Written request
Could you give back everything from the start of the items down to the line containing "For each instance, a", with "pixel" switched to "point" and nothing else changed?

Data
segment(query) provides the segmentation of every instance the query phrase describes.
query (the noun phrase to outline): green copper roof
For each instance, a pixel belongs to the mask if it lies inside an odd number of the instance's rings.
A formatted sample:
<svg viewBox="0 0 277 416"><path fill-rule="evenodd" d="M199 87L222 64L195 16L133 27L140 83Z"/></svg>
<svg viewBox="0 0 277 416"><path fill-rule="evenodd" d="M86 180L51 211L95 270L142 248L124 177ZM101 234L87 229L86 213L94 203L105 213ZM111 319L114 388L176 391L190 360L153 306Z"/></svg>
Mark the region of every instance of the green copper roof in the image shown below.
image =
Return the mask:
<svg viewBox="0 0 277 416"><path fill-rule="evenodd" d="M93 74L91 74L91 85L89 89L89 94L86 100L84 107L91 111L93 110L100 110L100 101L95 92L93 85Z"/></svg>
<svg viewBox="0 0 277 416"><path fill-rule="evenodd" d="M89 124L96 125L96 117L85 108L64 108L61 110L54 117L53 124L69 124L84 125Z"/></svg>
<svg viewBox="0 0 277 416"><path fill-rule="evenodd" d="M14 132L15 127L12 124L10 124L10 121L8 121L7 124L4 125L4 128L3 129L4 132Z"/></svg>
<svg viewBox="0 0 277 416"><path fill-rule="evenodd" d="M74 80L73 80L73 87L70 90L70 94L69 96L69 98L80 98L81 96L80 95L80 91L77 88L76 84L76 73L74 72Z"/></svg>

Answer
segment(query) provides the segmentation of every instance the query phrase describes.
query (the noun phrase to outline): green copper roof
For each instance, a point belongs to the mask if it lies inside an odd number of the instance's rings.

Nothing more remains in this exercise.